*** DATA FOR THE TASK ***

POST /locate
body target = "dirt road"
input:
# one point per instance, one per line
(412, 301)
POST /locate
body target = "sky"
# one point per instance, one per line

*** End of DATA FOR THE TASK ***

EXERCISE PROMPT: Each line above that contains the word "target" must be copied.

PROBLEM SOLUTION:
body target = "dirt road"
body target = "sky"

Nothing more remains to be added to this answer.